**TEXTE CITÉ**
================================
Remarquons, du reste, que l'observation sur laquelle nous venons de nous appuyer est spéciale à certaines familles de langues, car il en est d'autres, et en grand nombre, qui n'admettent pas la distinction des genres. Mais elles prêteraient à leur tour à des observations différentes, conduisant à une conclusion analogue.
§ 3.--CLASSIFICATION DES LANGUES.
Les trois états successifs du développement du langage, tels que nous les avons indiqués, ont fourni la base d'une classification naturelle des langues, réparties d'abord en trois grandes classes suivant celui de ces états où elles se sont fixées et immobilisées, puis dans chaque classe en familles et en groupes, d'après les affinités de racines et de structure grammaticale qui permettent de rattacher un certain nombre d'entre elles à une souche primitive commune.
D'après les données statistiques que l'on possède, les langues monosyllabiques et isolantes seraient aujourd'hui parlées par 449 millions d'hommes environ, les langues agglutinantes par 216 millions, et les langues à flexion par 537 millions. Ce dernier chiffre est dû à la propagation toujours croissante des idiomes européens, qui étendent leur domaine avec celui de la civilisation et s'imposent ainsi aux races les plus diverses.
================================
**DONNÉES FOURNIES**
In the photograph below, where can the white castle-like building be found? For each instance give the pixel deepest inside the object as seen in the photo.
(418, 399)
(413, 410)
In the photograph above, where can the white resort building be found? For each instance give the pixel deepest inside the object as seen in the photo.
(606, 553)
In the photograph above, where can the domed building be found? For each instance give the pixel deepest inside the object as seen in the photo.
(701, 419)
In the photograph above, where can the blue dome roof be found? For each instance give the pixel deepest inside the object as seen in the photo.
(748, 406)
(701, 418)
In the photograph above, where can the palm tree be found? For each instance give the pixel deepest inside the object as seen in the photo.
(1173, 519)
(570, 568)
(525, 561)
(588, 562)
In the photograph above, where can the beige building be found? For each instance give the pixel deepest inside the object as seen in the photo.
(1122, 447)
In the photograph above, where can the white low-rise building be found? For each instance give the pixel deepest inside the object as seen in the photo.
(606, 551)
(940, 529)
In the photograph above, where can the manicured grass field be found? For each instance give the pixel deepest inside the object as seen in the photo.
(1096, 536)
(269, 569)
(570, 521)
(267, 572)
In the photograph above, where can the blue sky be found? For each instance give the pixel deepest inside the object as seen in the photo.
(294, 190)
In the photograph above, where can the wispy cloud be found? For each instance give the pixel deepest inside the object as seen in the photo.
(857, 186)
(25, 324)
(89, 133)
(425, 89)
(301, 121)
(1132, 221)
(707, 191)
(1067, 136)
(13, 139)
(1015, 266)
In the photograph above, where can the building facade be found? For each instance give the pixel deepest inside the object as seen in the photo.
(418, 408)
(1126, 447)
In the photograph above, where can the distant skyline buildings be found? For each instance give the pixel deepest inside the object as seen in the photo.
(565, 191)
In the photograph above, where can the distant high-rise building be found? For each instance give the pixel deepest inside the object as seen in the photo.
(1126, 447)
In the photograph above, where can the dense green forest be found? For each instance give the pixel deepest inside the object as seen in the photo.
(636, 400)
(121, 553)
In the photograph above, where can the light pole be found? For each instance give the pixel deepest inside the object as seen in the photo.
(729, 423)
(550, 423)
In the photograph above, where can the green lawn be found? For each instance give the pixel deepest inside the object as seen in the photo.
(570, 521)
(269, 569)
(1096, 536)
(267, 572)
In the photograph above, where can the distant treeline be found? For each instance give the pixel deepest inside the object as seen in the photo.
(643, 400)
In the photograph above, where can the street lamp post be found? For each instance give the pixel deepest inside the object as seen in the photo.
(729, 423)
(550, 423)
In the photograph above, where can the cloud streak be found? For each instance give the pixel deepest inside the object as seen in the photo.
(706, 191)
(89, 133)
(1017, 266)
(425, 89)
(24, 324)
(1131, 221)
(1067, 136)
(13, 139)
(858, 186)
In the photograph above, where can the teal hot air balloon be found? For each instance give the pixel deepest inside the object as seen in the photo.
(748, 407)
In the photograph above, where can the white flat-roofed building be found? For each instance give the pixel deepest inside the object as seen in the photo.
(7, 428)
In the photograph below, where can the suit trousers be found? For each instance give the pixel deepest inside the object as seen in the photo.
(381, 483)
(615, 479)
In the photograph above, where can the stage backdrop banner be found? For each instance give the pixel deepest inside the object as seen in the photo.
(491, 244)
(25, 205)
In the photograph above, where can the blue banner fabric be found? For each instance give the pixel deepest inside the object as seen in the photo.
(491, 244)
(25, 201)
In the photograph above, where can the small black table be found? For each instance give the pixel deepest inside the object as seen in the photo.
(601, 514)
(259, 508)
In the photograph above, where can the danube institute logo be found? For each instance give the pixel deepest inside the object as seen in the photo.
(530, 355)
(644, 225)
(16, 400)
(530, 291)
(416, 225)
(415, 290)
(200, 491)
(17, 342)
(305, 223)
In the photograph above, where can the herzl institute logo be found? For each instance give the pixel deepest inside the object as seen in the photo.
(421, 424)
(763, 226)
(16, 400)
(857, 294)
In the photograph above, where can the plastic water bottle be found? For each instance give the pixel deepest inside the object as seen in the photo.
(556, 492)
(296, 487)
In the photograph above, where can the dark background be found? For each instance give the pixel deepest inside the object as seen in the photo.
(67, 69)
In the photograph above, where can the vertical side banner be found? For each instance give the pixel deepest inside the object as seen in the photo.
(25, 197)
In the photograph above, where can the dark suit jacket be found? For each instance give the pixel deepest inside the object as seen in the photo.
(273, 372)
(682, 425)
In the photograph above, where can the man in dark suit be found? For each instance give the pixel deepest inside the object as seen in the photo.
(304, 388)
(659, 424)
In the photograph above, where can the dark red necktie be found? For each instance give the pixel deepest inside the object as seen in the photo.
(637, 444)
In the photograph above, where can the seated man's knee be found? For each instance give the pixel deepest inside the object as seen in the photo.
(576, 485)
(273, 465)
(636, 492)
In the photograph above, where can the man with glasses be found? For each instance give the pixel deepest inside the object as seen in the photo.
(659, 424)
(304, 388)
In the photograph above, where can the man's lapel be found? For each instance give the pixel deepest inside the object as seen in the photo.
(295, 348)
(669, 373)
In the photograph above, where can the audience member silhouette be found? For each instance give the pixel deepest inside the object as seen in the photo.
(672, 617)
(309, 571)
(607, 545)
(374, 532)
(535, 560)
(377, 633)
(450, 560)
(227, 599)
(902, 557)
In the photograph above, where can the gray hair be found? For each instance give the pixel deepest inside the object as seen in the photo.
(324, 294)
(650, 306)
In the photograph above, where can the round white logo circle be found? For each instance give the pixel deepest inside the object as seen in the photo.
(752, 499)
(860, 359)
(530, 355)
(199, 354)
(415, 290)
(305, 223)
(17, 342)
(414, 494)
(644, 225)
================================
**CONSIGNE**
Pouvez-vous reproduire mot pour mot, dans le texte sur la classification des langues, le passage qui s'ouvre sur « D'après les données » et s'achève sur « les plus diverses. » ?

**RÉPONSE**
D'après les données statistiques que l'on possède, les langues monosyllabiques et isolantes seraient aujourd'hui parlées par 449 millions d'hommes environ, les langues agglutinantes par 216 millions, et les langues à flexion par 537 millions. Ce dernier chiffre est dû à la propagation toujours croissante des idiomes européens, qui étendent leur domaine avec celui de la civilisation et s'imposent ainsi aux races les plus diverses.